DOCUMENT EXCERPT:
---*---
The coronavirus (COVID-19) pandemic seems to be one of those global events that affected everything, from toilet paper to luxury cars. No market and no industry was immune, no pun intended. Last year, countless companies were tested to their very limits. Many business owners and corporate executives were holding out for a better and more prosperous 2021. This turned out to be a good call as car sales in 2021 have been flourishing. However, as luxury carmakers face a chip-demic and the pandemic continues with new surges, the feast of car sales may turn back into famine.
Record-breaking luxury car sales in 2021
According to Auto News, “The luxury-vehicle segment is on a post-Covid high with sales surging 63 percent in the second quarter compared with a year ago.” The luxury vehicle segment is reaping huge profits thanks to lifting coronavirus restrictions throughout the United States, particularly in metropolitan regions where luxury car markets are the strongest.
During Q2 2021, premium brands sold nearly 625,000 vehicles, outpacing the broader industry’s 49% increase, Auto News reported. Nonetheless, Q3 and Q4 2021 are looking to dispirit the euphoria with the ever-looming semiconductor shortage. Major marques such as Ford and General Motors have already been forced to cut production on some models as the global semiconductor shortage worsens. As a result, thousands of automotive employees have been affected as plants temporarily shut down.
---*---
EXTRACTED MATERIAL:
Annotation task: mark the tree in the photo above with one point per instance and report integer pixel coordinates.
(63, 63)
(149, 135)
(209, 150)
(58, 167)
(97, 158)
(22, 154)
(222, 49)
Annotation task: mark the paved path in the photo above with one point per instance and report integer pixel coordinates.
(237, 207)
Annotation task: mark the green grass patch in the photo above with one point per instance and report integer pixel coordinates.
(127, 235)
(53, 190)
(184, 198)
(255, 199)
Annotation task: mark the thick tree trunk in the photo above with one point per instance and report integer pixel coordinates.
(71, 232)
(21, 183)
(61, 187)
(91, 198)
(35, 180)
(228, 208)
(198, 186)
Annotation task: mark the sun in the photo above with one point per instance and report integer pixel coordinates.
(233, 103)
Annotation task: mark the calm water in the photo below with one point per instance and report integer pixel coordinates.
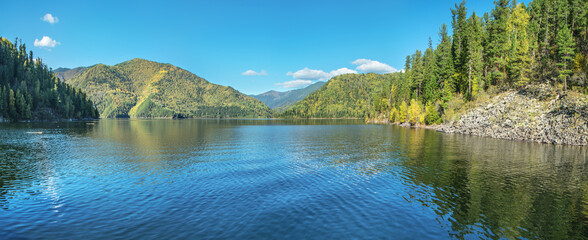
(245, 179)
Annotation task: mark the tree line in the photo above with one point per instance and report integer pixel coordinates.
(30, 91)
(512, 46)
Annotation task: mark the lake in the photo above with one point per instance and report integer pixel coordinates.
(283, 179)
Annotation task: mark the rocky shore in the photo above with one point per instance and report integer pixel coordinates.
(534, 114)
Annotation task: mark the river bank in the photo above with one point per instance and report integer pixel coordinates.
(534, 114)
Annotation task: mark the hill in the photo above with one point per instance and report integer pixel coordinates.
(536, 113)
(30, 91)
(142, 88)
(65, 74)
(280, 101)
(344, 96)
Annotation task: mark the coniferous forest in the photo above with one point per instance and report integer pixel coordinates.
(30, 91)
(515, 45)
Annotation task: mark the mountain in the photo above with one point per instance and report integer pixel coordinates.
(30, 91)
(65, 74)
(283, 100)
(344, 96)
(142, 88)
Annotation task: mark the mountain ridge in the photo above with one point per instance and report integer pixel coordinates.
(280, 101)
(144, 88)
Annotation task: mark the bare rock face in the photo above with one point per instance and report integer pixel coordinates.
(535, 114)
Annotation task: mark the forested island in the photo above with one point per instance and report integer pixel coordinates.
(145, 89)
(518, 72)
(30, 91)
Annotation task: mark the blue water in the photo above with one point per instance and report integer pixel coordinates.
(282, 179)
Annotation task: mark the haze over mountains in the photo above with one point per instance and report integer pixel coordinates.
(280, 101)
(142, 88)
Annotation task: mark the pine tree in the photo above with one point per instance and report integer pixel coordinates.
(498, 40)
(444, 62)
(473, 55)
(430, 86)
(566, 46)
(518, 59)
(416, 73)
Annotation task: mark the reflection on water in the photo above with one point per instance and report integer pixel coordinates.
(187, 179)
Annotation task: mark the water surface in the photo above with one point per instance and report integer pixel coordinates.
(283, 179)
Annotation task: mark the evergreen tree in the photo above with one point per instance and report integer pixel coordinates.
(498, 41)
(566, 46)
(416, 73)
(519, 60)
(473, 56)
(444, 62)
(458, 52)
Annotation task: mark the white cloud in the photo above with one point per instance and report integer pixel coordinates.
(341, 71)
(295, 83)
(50, 18)
(309, 74)
(312, 74)
(45, 42)
(367, 65)
(254, 73)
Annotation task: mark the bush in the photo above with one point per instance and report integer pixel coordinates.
(432, 116)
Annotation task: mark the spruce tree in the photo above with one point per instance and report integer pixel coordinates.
(566, 45)
(498, 38)
(519, 60)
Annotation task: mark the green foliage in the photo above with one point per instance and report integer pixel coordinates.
(30, 91)
(514, 46)
(566, 46)
(281, 101)
(344, 96)
(415, 113)
(431, 114)
(145, 89)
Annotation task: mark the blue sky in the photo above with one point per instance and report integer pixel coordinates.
(283, 44)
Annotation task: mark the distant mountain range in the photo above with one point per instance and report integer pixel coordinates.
(282, 100)
(65, 74)
(142, 88)
(344, 96)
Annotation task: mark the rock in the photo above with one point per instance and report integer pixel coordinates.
(534, 114)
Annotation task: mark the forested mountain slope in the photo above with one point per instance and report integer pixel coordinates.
(344, 96)
(511, 47)
(283, 100)
(65, 74)
(30, 91)
(142, 88)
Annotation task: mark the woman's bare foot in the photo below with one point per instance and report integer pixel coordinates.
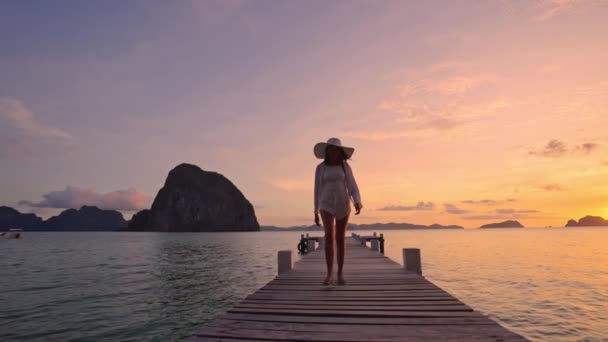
(328, 281)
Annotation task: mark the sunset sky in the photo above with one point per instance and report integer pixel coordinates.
(461, 112)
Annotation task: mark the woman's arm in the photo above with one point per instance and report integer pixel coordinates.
(317, 194)
(353, 189)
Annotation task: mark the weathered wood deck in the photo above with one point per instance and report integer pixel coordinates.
(380, 302)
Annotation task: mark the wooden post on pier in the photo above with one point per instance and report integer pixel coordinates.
(411, 260)
(285, 261)
(312, 245)
(375, 245)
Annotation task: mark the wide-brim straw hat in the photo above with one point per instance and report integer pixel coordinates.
(320, 148)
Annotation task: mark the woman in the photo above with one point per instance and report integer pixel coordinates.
(334, 186)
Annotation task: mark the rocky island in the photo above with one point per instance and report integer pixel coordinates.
(588, 221)
(352, 226)
(505, 224)
(194, 200)
(87, 218)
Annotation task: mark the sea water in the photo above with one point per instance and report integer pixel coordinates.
(545, 284)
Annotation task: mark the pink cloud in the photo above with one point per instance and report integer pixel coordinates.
(73, 197)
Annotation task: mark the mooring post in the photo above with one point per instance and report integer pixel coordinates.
(411, 260)
(311, 245)
(375, 245)
(285, 261)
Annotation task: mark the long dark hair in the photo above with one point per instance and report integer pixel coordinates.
(343, 156)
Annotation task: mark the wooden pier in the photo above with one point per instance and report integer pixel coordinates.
(381, 301)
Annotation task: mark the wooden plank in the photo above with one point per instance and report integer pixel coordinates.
(355, 336)
(361, 320)
(357, 307)
(354, 313)
(355, 302)
(240, 324)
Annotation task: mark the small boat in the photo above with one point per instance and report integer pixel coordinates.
---*---
WORK INSTRUCTION A: Translate this sentence from the luxury car sales article into Spanish: "Last year, countless companies were tested to their very limits."
WORK INSTRUCTION B: Reproduce part of the luxury car sales article word for word. Begin at the words "Record-breaking luxury car" and stop after "temporarily shut down.".
WORK INSTRUCTION C: Write what comes next in the luxury car sales article, picking up after its final sentence.

RESULT A: El año pasado, innumerables empresas fueron puestas a prueba hasta sus límites.

RESULT B:
Record-breaking luxury car sales in 2021
According to Auto News, “The luxury-vehicle segment is on a post-Covid high with sales surging 63 percent in the second quarter compared with a year ago.” The luxury vehicle segment is reaping huge profits thanks to lifting coronavirus restrictions throughout the United States, particularly in metropolitan regions where luxury car markets are the strongest.
During Q2 2021, premium brands sold nearly 625,000 vehicles, outpacing the broader industry’s 49% increase, Auto News reported. Nonetheless, Q3 and Q4 2021 are looking to dispirit the euphoria with the ever-looming semiconductor shortage. Major marques such as Ford and General Motors have already been forced to cut production on some models as the global semiconductor shortage worsens. As a result, thousands of automotive employees have been affected as plants temporarily shut down.

RESULT C:
The Auto News article continues: “Mercedes-Benz said last week that chip scarcity affected global deliveries in the second quarter, and especially in June. The drag on sales is expected to continue through year-end, the automaker said.”
British luxury car company Jaguar Land Rover is also troubled by the dynamic supply chain disruption. A spokesperson for the company stated that Q3 wholesale volume is projected to drop by 50%, much lower numbers than previously anticipated.
It seems cars got too smart too fast
If you happened to drive past a luxury car dealership in the past few months and observed less inventory than usual, you might have figured cars were flying off the lots. Well, you’re likely correct about that, but dealerships are also suffering record-breaking shortages as well. The primary issue is a global supply chain interruption that shows no sign of improvement.
A shortage of semiconductors is at the forefront of this vehicle supply chain disruption. Semiconductors are vital components for everything vehicle-related, ranging from infotainment systems to engines and electric motors. So, what’s the big deal? There can’t be that many semiconductors going into vehicles, right?
The problem is that the booming auto industry has to compete with billions of consumer electronic devices requiring semiconductors. Furthermore, as automobiles get smarter, they require more microchips. Many modern vehicles use no less than 50 on average. It goes without saying that other luxury marques such as Lexus, Mercedes-Benz, and BMW have also joined the sales slump club.
Interestingly, certain luxury car brands are still basking in the sun — especially when it comes to EVs. Porsche, Genesis, Audi, Tesla, and even Volvo continued to experience relatively healthy sales of plug-in models. Likewise, even as Volvo saw drops in the sales of its gas-powered models, sales of electrified models rose 54%, as pointed out by Auto News.
Which luxury carmakers are most likely to survive Q3 and Q4 2021?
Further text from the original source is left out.